Start of Records for the exercise

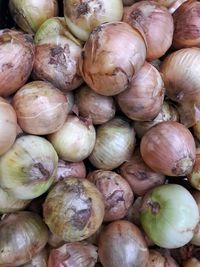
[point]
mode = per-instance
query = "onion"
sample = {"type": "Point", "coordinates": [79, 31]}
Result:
{"type": "Point", "coordinates": [27, 170]}
{"type": "Point", "coordinates": [117, 194]}
{"type": "Point", "coordinates": [169, 215]}
{"type": "Point", "coordinates": [16, 60]}
{"type": "Point", "coordinates": [155, 24]}
{"type": "Point", "coordinates": [23, 235]}
{"type": "Point", "coordinates": [145, 94]}
{"type": "Point", "coordinates": [41, 108]}
{"type": "Point", "coordinates": [74, 209]}
{"type": "Point", "coordinates": [56, 61]}
{"type": "Point", "coordinates": [105, 65]}
{"type": "Point", "coordinates": [83, 16]}
{"type": "Point", "coordinates": [97, 107]}
{"type": "Point", "coordinates": [30, 14]}
{"type": "Point", "coordinates": [75, 140]}
{"type": "Point", "coordinates": [115, 143]}
{"type": "Point", "coordinates": [169, 148]}
{"type": "Point", "coordinates": [73, 254]}
{"type": "Point", "coordinates": [122, 244]}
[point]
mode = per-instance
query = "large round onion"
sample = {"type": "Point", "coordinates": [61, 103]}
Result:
{"type": "Point", "coordinates": [169, 215]}
{"type": "Point", "coordinates": [82, 16]}
{"type": "Point", "coordinates": [16, 60]}
{"type": "Point", "coordinates": [41, 108]}
{"type": "Point", "coordinates": [27, 170]}
{"type": "Point", "coordinates": [145, 94]}
{"type": "Point", "coordinates": [74, 209]}
{"type": "Point", "coordinates": [115, 143]}
{"type": "Point", "coordinates": [122, 244]}
{"type": "Point", "coordinates": [30, 14]}
{"type": "Point", "coordinates": [75, 140]}
{"type": "Point", "coordinates": [155, 24]}
{"type": "Point", "coordinates": [113, 53]}
{"type": "Point", "coordinates": [23, 235]}
{"type": "Point", "coordinates": [169, 148]}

End of Records for the exercise

## Job
Render all of the lines above as a numbered list, omitting blank lines and leaving the pictures out.

## Result
1. [point]
2. mode = per-instance
3. query = "onion"
4. sample = {"type": "Point", "coordinates": [79, 31]}
5. Result:
6. {"type": "Point", "coordinates": [27, 170]}
7. {"type": "Point", "coordinates": [117, 194]}
8. {"type": "Point", "coordinates": [169, 215]}
9. {"type": "Point", "coordinates": [16, 60]}
10. {"type": "Point", "coordinates": [155, 24]}
11. {"type": "Point", "coordinates": [23, 235]}
12. {"type": "Point", "coordinates": [145, 94]}
13. {"type": "Point", "coordinates": [41, 108]}
14. {"type": "Point", "coordinates": [74, 209]}
15. {"type": "Point", "coordinates": [56, 61]}
16. {"type": "Point", "coordinates": [105, 65]}
17. {"type": "Point", "coordinates": [83, 16]}
18. {"type": "Point", "coordinates": [97, 107]}
19. {"type": "Point", "coordinates": [30, 14]}
20. {"type": "Point", "coordinates": [75, 140]}
21. {"type": "Point", "coordinates": [115, 143]}
22. {"type": "Point", "coordinates": [169, 148]}
23. {"type": "Point", "coordinates": [73, 254]}
24. {"type": "Point", "coordinates": [122, 244]}
25. [point]
26. mode = per-instance
27. query = "large round onion"
28. sample = {"type": "Point", "coordinates": [61, 103]}
29. Result:
30. {"type": "Point", "coordinates": [169, 215]}
31. {"type": "Point", "coordinates": [82, 16]}
32. {"type": "Point", "coordinates": [16, 60]}
33. {"type": "Point", "coordinates": [41, 108]}
34. {"type": "Point", "coordinates": [27, 170]}
35. {"type": "Point", "coordinates": [145, 94]}
36. {"type": "Point", "coordinates": [74, 209]}
37. {"type": "Point", "coordinates": [115, 143]}
38. {"type": "Point", "coordinates": [122, 244]}
39. {"type": "Point", "coordinates": [30, 14]}
40. {"type": "Point", "coordinates": [75, 140]}
41. {"type": "Point", "coordinates": [155, 24]}
42. {"type": "Point", "coordinates": [113, 53]}
43. {"type": "Point", "coordinates": [23, 235]}
44. {"type": "Point", "coordinates": [169, 148]}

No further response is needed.